▸ **Data section**:
------------------------------------

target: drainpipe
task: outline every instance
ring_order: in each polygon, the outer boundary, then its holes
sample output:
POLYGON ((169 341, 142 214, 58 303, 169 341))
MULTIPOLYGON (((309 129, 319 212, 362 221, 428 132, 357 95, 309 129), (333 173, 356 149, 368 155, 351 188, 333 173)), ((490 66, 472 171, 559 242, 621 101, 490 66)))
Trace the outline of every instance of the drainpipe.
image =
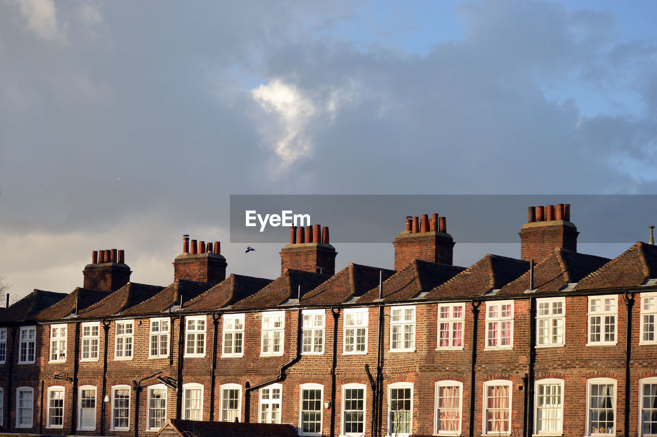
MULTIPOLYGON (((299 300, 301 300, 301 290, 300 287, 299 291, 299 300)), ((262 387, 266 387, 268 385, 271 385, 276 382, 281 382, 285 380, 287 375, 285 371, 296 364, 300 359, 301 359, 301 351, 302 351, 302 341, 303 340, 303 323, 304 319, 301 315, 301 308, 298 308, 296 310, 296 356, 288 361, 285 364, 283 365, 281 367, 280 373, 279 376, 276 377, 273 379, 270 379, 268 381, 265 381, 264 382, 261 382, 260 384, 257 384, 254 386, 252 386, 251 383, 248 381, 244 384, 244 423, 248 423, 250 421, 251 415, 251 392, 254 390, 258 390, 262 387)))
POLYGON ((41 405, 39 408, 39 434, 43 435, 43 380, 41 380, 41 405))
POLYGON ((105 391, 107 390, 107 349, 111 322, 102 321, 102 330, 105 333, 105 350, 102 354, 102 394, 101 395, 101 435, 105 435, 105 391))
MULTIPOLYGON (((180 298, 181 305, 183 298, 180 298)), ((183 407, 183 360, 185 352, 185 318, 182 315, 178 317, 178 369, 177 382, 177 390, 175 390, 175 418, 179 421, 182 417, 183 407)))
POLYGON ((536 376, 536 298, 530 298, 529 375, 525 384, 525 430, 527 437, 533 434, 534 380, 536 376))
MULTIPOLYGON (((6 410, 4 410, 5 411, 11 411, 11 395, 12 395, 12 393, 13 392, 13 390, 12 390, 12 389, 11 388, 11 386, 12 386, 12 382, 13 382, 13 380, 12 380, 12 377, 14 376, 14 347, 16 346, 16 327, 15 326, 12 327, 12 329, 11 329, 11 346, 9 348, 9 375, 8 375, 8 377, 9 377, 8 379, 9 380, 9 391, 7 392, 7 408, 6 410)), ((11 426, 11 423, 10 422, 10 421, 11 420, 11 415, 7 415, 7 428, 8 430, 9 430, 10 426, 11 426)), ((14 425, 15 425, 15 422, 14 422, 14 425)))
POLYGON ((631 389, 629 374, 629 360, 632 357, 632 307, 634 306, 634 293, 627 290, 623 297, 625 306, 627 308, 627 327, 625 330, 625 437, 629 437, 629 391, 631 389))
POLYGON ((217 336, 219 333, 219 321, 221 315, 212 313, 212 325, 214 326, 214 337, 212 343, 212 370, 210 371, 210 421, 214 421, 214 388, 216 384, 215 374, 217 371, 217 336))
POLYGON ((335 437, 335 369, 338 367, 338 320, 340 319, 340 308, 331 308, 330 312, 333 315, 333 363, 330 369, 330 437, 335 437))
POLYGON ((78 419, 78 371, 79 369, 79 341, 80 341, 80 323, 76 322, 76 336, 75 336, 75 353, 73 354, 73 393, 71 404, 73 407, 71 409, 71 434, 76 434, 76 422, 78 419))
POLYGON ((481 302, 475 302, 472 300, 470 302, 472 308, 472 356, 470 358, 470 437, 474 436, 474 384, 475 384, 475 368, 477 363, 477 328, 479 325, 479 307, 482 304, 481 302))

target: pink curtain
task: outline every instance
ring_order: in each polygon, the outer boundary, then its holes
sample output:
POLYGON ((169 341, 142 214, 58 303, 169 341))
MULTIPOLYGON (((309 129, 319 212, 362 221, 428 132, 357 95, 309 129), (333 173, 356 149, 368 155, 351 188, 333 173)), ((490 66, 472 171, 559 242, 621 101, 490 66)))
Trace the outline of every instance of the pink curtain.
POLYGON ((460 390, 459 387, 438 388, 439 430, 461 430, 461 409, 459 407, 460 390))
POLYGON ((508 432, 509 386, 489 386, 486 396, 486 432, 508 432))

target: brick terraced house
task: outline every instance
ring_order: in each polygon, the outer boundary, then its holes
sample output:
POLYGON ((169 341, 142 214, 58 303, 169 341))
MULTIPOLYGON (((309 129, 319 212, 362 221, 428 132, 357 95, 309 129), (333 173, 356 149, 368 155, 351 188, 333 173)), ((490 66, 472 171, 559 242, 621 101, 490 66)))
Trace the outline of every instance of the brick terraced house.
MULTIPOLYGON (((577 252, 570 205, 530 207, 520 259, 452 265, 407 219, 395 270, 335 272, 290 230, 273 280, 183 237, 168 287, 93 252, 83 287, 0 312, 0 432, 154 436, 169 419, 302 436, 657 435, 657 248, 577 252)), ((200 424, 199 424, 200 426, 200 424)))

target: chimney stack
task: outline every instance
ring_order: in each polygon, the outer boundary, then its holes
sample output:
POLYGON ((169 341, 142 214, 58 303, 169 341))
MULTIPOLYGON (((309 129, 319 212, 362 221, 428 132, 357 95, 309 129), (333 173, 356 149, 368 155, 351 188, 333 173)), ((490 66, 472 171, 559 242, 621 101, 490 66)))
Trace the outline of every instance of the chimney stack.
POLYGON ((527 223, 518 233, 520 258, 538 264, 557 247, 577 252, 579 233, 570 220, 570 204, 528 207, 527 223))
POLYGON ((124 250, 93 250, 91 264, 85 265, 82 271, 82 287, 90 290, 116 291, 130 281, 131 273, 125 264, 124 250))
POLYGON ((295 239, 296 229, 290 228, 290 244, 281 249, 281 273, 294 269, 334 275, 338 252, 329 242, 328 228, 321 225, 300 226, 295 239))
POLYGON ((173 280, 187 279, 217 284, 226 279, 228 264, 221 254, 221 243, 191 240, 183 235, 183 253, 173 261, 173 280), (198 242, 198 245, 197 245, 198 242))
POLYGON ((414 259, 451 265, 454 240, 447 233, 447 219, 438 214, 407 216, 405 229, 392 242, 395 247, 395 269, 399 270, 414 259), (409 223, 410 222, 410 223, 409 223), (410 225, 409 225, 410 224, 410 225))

------------------------------------

▸ **Given instruction**: Convert every line of the records above into a JSON list of strings, one string per line, skipping blank lines and leaving out the pictures.

▸ **Output of the task**:
[
  "target: drainpipe",
  "task: outline every instance",
  "ring_order: in each polygon, the outer boundary, then its holes",
  "sample output:",
  "POLYGON ((169 341, 142 214, 58 303, 169 341))",
  "MULTIPOLYGON (((309 129, 319 212, 362 221, 428 132, 357 95, 309 129), (333 173, 356 149, 368 155, 351 188, 333 173)), ((490 66, 472 171, 559 242, 621 101, 490 66)))",
  "Trace the outline of every instance of the drainpipe.",
  "image =",
  "MULTIPOLYGON (((299 300, 301 300, 301 290, 300 287, 299 291, 299 300)), ((262 387, 266 387, 268 385, 271 385, 276 382, 281 382, 285 380, 287 375, 285 371, 296 364, 300 359, 301 359, 301 351, 302 351, 302 341, 303 340, 303 323, 304 319, 301 315, 301 308, 298 308, 296 310, 296 356, 288 361, 285 364, 283 365, 281 367, 280 373, 279 376, 276 377, 273 379, 270 379, 268 381, 265 381, 264 382, 261 382, 260 384, 257 384, 254 386, 252 386, 251 383, 248 381, 244 384, 244 423, 248 423, 250 421, 251 415, 251 392, 254 390, 258 390, 262 387)))",
  "POLYGON ((41 405, 39 408, 39 434, 43 435, 43 380, 41 380, 41 405))",
  "POLYGON ((105 391, 107 390, 107 349, 111 322, 102 321, 102 330, 105 333, 105 350, 102 354, 102 394, 101 395, 101 435, 105 435, 105 391))",
  "MULTIPOLYGON (((180 298, 181 305, 183 298, 180 298)), ((183 407, 183 360, 185 352, 185 318, 182 315, 178 317, 178 369, 177 382, 177 390, 175 390, 175 418, 179 421, 182 417, 183 407)))",
  "POLYGON ((536 376, 536 298, 530 298, 529 375, 525 384, 525 430, 527 437, 533 434, 534 380, 536 376))",
  "MULTIPOLYGON (((6 410, 4 410, 5 411, 11 411, 11 395, 12 395, 12 393, 13 392, 13 390, 12 390, 12 389, 11 388, 11 386, 12 386, 12 382, 13 382, 13 380, 12 380, 12 377, 14 376, 14 347, 16 346, 16 327, 15 326, 12 327, 12 329, 11 329, 11 346, 9 348, 9 375, 8 375, 8 377, 9 377, 8 379, 9 380, 9 391, 7 392, 7 408, 6 410)), ((11 426, 11 423, 10 422, 10 421, 11 420, 11 415, 7 415, 7 428, 8 430, 9 430, 10 426, 11 426)), ((14 425, 15 425, 15 422, 14 422, 14 425)))",
  "POLYGON ((631 389, 629 374, 629 360, 632 357, 632 307, 634 306, 634 293, 627 290, 623 297, 625 306, 627 308, 627 327, 625 330, 625 437, 629 437, 629 391, 631 389))",
  "POLYGON ((217 336, 219 333, 219 321, 221 315, 212 313, 212 325, 214 326, 214 337, 212 343, 212 370, 210 371, 210 421, 214 421, 214 388, 216 384, 215 374, 217 371, 217 336))",
  "POLYGON ((335 437, 335 369, 338 367, 338 320, 340 319, 340 308, 331 308, 330 312, 333 315, 333 363, 330 369, 330 437, 335 437))",
  "POLYGON ((78 419, 78 371, 79 369, 79 341, 80 341, 80 323, 76 322, 76 336, 75 336, 75 353, 73 354, 73 393, 71 404, 73 407, 71 409, 71 434, 76 434, 76 422, 78 419))",
  "POLYGON ((481 302, 475 302, 472 300, 470 302, 472 308, 472 356, 470 358, 470 437, 474 436, 474 384, 475 384, 475 368, 477 363, 477 328, 479 325, 479 307, 482 304, 481 302))",
  "target: pink curtain",
  "task: outline every instance",
  "ring_order: in each polygon, the outer boundary, then its holes",
  "sample output:",
  "POLYGON ((169 341, 142 214, 58 303, 169 341))",
  "MULTIPOLYGON (((309 129, 319 212, 362 221, 428 132, 357 95, 309 129), (333 173, 356 149, 368 155, 351 188, 333 173)), ((490 66, 472 171, 559 242, 621 101, 490 66)))",
  "Trace the outline of every instance of the pink curtain.",
  "POLYGON ((460 390, 459 387, 438 388, 439 430, 461 430, 461 409, 459 407, 460 390))",
  "POLYGON ((508 432, 509 386, 489 386, 486 396, 486 432, 508 432))",
  "target: brick terraced house",
  "task: outline every instance",
  "ring_order: in each polygon, the outer boundary, then its holes",
  "sample output:",
  "POLYGON ((169 341, 142 214, 58 303, 169 341))",
  "MULTIPOLYGON (((309 129, 319 212, 362 221, 428 132, 357 95, 309 129), (333 173, 356 149, 368 155, 351 188, 333 173)), ((490 66, 472 171, 559 242, 621 101, 490 66)))",
  "Trace the outline of every instance of the brick terraced house.",
  "MULTIPOLYGON (((577 252, 570 205, 530 207, 520 259, 452 265, 407 219, 395 270, 335 272, 290 230, 273 280, 183 237, 168 287, 93 252, 83 287, 0 312, 0 432, 154 436, 169 419, 302 436, 657 435, 657 248, 577 252)), ((200 424, 199 424, 200 426, 200 424)))",
  "target: chimney stack",
  "task: outline every instance",
  "ring_order: in each polygon, the outer boundary, then its holes",
  "sample output:",
  "POLYGON ((169 341, 142 214, 58 303, 169 341))",
  "MULTIPOLYGON (((309 129, 319 212, 362 221, 428 132, 357 95, 309 129), (333 173, 356 149, 368 155, 351 188, 333 173)), ((490 66, 472 171, 559 242, 621 101, 490 66)))",
  "Trace the outline of every instance of the chimney stack.",
  "POLYGON ((527 223, 518 233, 520 258, 538 264, 557 247, 577 252, 579 233, 570 220, 570 204, 528 207, 527 223))",
  "POLYGON ((124 250, 93 250, 91 264, 85 265, 82 271, 82 287, 90 290, 116 291, 130 281, 131 273, 125 264, 124 250))",
  "POLYGON ((295 239, 296 229, 290 228, 290 244, 281 249, 281 273, 294 269, 334 275, 338 252, 329 242, 328 228, 321 225, 300 226, 295 239))",
  "POLYGON ((173 280, 187 279, 217 284, 226 279, 228 264, 221 254, 221 243, 191 240, 183 235, 183 253, 173 261, 173 280), (198 242, 198 245, 197 245, 198 242))",
  "POLYGON ((414 259, 451 265, 454 240, 447 233, 447 219, 438 214, 407 216, 405 229, 392 242, 395 247, 395 269, 399 270, 414 259), (409 223, 410 222, 410 223, 409 223), (410 225, 409 225, 410 224, 410 225))"
]